■ Exercise instructions
Could you copy out the stretch of entries below, from the line containing "the yellow knit" through the end of the entries, substituting "dot" for each "marker" and leaving everything else unchanged?

[Items from a dataset]
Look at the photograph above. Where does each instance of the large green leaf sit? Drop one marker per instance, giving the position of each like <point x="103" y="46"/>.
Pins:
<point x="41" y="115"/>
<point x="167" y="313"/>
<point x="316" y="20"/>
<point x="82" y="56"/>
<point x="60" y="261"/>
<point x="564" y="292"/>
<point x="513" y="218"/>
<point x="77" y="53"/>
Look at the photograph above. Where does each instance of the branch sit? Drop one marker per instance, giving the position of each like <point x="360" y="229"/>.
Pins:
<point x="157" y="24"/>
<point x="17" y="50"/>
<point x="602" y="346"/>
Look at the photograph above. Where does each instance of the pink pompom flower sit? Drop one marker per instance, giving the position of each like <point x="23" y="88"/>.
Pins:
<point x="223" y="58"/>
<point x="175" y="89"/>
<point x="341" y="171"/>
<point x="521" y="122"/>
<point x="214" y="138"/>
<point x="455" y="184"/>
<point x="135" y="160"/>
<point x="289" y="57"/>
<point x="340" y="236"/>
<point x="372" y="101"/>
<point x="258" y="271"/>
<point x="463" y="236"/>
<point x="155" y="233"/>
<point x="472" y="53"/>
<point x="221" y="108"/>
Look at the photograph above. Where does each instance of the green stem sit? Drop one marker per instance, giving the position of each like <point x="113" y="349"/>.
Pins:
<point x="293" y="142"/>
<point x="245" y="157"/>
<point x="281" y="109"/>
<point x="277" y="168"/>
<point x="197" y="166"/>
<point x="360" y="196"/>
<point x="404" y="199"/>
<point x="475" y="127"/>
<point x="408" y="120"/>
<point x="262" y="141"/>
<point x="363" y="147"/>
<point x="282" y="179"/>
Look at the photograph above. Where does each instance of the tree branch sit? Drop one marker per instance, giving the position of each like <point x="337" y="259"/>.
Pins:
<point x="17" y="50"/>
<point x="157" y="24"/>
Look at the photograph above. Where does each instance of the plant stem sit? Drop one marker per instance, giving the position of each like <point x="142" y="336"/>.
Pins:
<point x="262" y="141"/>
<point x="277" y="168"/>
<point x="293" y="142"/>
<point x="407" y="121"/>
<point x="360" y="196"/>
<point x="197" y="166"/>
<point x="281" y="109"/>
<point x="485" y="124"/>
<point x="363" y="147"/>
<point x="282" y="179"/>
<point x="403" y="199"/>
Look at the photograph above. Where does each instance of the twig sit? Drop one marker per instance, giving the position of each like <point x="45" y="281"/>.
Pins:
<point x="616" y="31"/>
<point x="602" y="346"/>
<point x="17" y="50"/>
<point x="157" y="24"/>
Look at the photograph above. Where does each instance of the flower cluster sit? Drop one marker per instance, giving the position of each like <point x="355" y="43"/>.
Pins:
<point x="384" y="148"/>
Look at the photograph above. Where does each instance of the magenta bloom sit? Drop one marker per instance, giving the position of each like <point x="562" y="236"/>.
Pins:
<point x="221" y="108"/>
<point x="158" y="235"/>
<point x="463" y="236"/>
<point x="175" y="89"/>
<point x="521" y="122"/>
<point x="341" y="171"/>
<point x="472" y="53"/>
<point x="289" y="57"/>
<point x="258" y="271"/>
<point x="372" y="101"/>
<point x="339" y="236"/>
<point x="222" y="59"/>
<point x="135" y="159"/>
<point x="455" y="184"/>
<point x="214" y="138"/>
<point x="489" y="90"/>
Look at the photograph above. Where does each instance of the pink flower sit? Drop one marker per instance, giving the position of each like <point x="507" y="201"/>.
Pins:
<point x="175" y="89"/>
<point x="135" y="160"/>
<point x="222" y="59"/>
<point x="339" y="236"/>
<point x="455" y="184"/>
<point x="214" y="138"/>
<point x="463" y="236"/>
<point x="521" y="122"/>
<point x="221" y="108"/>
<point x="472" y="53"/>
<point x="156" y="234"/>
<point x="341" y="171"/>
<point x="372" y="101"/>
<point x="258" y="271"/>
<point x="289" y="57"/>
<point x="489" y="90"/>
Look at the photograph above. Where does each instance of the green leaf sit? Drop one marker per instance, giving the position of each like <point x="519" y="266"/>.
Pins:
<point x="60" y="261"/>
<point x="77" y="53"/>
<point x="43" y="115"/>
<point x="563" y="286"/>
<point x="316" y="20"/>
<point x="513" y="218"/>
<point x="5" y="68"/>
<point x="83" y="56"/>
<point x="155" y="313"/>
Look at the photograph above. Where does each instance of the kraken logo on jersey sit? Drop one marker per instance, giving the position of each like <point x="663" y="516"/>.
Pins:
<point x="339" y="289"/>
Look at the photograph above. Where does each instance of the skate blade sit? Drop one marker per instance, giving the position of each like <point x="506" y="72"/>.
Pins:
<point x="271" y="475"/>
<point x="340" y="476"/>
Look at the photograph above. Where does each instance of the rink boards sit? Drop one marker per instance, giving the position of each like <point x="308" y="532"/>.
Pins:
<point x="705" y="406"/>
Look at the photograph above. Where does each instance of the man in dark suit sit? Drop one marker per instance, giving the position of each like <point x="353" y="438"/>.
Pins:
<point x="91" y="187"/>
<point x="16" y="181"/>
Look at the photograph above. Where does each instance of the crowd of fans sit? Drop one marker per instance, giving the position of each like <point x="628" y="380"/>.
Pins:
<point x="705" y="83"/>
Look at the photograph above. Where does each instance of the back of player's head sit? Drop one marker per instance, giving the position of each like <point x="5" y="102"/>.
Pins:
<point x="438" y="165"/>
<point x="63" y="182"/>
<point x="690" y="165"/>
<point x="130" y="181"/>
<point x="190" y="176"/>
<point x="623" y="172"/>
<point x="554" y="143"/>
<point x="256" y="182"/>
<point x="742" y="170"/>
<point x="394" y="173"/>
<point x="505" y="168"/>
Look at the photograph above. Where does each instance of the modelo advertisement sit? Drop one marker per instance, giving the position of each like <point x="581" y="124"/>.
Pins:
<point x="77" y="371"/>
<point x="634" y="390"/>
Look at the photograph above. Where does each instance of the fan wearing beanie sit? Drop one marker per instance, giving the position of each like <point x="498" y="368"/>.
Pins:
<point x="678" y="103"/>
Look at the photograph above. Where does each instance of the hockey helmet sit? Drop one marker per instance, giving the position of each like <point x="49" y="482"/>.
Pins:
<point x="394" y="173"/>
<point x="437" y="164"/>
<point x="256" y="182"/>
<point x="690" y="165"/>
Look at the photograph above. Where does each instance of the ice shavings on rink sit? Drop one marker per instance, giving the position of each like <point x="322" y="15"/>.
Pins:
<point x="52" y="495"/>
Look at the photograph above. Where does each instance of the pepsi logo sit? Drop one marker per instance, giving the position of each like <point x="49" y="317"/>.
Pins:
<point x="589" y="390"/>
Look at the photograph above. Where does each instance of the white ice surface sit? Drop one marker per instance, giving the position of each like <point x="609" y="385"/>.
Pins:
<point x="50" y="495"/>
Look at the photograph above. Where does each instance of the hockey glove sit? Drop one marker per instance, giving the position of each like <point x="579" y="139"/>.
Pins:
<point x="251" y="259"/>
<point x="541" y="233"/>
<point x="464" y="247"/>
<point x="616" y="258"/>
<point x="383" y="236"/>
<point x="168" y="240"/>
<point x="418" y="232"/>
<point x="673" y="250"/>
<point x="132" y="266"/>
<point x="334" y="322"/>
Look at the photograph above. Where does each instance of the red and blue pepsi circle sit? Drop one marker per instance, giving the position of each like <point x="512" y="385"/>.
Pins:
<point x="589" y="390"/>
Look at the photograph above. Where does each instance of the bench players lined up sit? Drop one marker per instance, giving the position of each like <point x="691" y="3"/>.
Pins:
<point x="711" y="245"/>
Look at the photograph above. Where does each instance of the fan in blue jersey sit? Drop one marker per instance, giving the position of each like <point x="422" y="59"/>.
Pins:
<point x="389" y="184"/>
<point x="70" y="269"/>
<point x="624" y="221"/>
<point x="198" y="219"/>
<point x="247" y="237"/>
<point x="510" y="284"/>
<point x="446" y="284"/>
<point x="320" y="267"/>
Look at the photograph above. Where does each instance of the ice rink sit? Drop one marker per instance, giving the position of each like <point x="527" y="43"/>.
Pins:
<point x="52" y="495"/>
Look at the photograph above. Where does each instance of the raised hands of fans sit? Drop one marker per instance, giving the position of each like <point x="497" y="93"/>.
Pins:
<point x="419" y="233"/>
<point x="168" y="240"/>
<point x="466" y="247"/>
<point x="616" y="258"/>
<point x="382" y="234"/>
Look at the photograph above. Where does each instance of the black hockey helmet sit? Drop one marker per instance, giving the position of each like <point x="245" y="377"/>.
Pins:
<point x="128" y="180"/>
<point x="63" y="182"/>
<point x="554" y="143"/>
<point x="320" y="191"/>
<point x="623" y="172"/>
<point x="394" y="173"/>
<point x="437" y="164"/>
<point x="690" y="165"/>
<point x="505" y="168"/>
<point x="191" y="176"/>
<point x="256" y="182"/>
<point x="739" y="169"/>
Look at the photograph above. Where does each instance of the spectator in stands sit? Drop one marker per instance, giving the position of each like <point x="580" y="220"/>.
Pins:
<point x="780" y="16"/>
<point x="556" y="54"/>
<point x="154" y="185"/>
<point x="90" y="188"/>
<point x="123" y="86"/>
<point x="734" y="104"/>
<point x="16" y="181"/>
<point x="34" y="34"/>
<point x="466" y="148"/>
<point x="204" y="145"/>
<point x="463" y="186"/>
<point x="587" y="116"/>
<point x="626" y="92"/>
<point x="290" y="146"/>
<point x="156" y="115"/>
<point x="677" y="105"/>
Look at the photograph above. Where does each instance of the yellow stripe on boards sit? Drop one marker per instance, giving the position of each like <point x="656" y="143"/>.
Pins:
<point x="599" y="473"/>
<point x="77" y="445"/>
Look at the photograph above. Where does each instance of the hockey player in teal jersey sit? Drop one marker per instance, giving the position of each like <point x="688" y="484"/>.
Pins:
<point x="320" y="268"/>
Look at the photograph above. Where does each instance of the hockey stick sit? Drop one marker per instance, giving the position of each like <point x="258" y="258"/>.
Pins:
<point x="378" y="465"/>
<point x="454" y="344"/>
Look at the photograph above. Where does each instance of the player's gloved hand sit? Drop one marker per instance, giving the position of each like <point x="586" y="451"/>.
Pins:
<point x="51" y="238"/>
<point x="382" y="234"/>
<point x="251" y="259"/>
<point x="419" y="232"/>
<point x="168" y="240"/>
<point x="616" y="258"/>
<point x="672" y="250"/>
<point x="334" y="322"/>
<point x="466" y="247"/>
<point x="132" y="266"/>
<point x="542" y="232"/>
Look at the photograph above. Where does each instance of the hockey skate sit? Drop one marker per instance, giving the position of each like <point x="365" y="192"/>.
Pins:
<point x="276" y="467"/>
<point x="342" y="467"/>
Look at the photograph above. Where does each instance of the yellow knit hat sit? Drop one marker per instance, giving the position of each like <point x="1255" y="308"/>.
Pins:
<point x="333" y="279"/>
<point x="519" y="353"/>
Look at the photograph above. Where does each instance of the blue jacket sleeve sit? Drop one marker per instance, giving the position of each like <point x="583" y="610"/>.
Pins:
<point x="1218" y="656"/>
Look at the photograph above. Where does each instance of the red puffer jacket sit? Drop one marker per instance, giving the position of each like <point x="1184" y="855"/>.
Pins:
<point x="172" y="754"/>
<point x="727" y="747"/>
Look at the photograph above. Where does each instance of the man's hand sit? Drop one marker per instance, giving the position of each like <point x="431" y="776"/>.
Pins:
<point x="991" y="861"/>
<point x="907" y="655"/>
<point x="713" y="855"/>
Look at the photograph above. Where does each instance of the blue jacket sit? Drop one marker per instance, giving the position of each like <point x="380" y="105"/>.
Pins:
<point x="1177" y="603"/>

■ Worked answer
Look at the photograph above. Where does each instance of the yellow knit hat sit? Drop one dot per instance, giving the position of each like <point x="1255" y="308"/>.
Pins:
<point x="333" y="279"/>
<point x="519" y="353"/>
Look at the photograph above. Where does each instance of the blue jacket sleeve sit? Drop one dot per instance, giving the position of each like <point x="583" y="610"/>.
Pins:
<point x="1218" y="656"/>
Look at the photograph above. Where does each instance of the red puffer jacket sit? Drop one dot per instance, giving the position of each like <point x="1184" y="855"/>.
Pins:
<point x="172" y="754"/>
<point x="727" y="747"/>
Look at the photograph above. Where does each instance of the man's hand sit? Drop one dot per instance, giving the position of each like <point x="431" y="776"/>.
Pins:
<point x="991" y="861"/>
<point x="907" y="655"/>
<point x="713" y="855"/>
Look at the photograph above. Where does each instance of the blue jacket sit? Drop one dot per instance, giving the position of each like <point x="380" y="105"/>.
Pins:
<point x="1177" y="603"/>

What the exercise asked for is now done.